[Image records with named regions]
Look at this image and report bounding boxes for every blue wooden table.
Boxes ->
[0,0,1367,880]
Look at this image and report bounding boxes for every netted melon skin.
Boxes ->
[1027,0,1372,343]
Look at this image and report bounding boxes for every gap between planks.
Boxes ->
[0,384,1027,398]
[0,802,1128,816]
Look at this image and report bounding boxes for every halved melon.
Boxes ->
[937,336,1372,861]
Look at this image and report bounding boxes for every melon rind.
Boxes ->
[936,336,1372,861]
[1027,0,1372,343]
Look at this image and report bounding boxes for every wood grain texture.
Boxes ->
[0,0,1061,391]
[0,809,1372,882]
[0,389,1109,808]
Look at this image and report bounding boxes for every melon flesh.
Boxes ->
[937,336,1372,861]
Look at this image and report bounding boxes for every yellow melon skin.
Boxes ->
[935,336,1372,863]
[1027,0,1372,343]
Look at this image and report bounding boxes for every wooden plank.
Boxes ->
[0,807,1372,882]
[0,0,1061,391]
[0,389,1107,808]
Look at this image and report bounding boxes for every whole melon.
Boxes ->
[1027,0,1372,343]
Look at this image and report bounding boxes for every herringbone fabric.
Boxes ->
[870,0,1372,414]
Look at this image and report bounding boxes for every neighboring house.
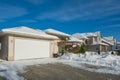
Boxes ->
[72,33,88,45]
[101,37,116,51]
[65,36,84,52]
[45,29,71,54]
[72,31,108,52]
[0,26,59,60]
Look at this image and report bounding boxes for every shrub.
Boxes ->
[118,50,120,55]
[76,45,86,54]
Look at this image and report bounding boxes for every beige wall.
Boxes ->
[0,35,59,61]
[87,45,97,52]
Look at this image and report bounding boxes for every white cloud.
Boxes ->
[25,0,45,5]
[37,0,120,21]
[19,19,37,23]
[96,24,120,30]
[0,5,28,20]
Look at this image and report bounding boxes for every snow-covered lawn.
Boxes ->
[0,53,120,80]
[61,52,120,75]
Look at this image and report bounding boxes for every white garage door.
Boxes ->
[14,38,50,60]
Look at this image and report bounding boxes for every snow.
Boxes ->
[61,52,120,75]
[72,33,88,39]
[0,52,120,80]
[45,29,70,37]
[68,36,83,43]
[72,31,100,39]
[101,38,114,45]
[2,26,58,39]
[0,58,59,80]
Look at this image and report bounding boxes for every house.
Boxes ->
[65,36,84,53]
[0,26,59,60]
[72,33,88,45]
[101,37,116,51]
[72,31,108,52]
[114,42,120,51]
[45,29,71,54]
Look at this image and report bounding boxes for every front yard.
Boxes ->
[0,53,120,80]
[21,63,120,80]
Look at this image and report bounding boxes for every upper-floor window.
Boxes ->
[94,37,97,42]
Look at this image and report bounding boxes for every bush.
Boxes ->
[118,50,120,55]
[76,45,86,54]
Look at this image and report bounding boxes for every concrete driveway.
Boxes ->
[19,63,120,80]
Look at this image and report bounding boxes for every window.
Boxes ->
[0,43,2,50]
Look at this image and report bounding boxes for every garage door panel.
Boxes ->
[15,38,50,60]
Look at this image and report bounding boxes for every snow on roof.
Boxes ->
[117,42,120,45]
[2,26,58,39]
[72,31,100,39]
[101,38,114,45]
[45,29,70,37]
[68,36,83,43]
[103,36,114,40]
[81,33,97,37]
[72,33,88,39]
[98,42,108,46]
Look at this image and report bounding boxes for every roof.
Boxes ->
[45,29,70,37]
[72,31,100,39]
[98,42,108,46]
[2,26,59,39]
[101,38,114,45]
[103,36,114,40]
[68,36,83,43]
[72,33,88,39]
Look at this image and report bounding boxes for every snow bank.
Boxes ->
[0,58,57,80]
[0,52,120,80]
[61,52,120,74]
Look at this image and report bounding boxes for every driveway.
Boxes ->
[19,63,120,80]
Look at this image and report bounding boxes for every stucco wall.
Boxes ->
[0,35,58,61]
[0,36,8,60]
[87,45,97,52]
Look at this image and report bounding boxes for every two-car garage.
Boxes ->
[0,27,59,61]
[14,38,50,60]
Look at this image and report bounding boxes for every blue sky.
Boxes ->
[0,0,120,41]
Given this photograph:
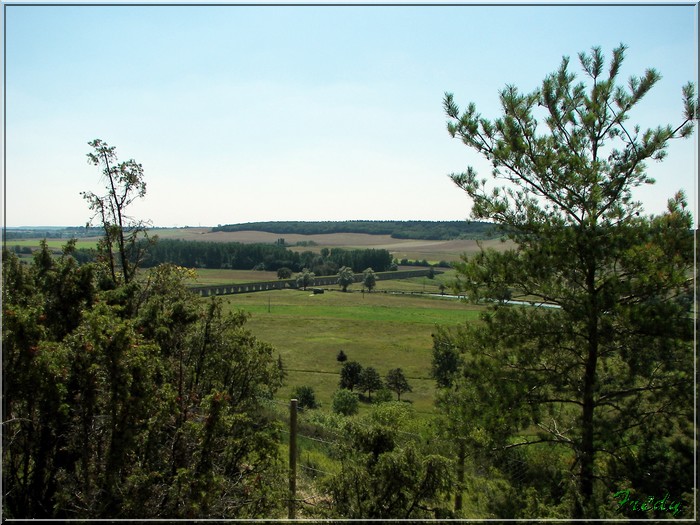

-- To do --
Rewrite the records from the start through the line containing "[0,389,1107,808]", both ends included, with "wooden plank" replaced by "timber board" and everything else unchanged.

-- Response to the task --
Look at this image and report bounding boxes for every blue wooden table.
Boxes ->
[0,0,1367,880]
Look at this image and report bounding boxes for every netted melon skin.
Boxes ->
[1027,0,1372,343]
Look at this image and report bounding boxes for every gap between planks.
Boxes ->
[0,384,1027,398]
[0,802,1128,816]
Look at this image and report bounding boxes for every halved melon.
Boxes ->
[937,336,1372,861]
Look at this image and report bounding boxes for every melon rind.
Boxes ->
[936,336,1372,861]
[1027,0,1372,343]
Look at this image and report bounding boxes for every wood grain texture.
Boxes ->
[0,0,1061,391]
[0,809,1372,882]
[0,389,1109,808]
Look at this image and report bounding boxes for every melon flesh.
Boxes ->
[937,336,1372,861]
Look at this image and report bounding boxes for every yellow melon skin.
Boxes ->
[935,336,1372,863]
[1027,0,1372,343]
Look at this image and report bounding boxes for every timber board.
Boxes ->
[0,807,1372,882]
[0,0,1061,391]
[0,389,1107,808]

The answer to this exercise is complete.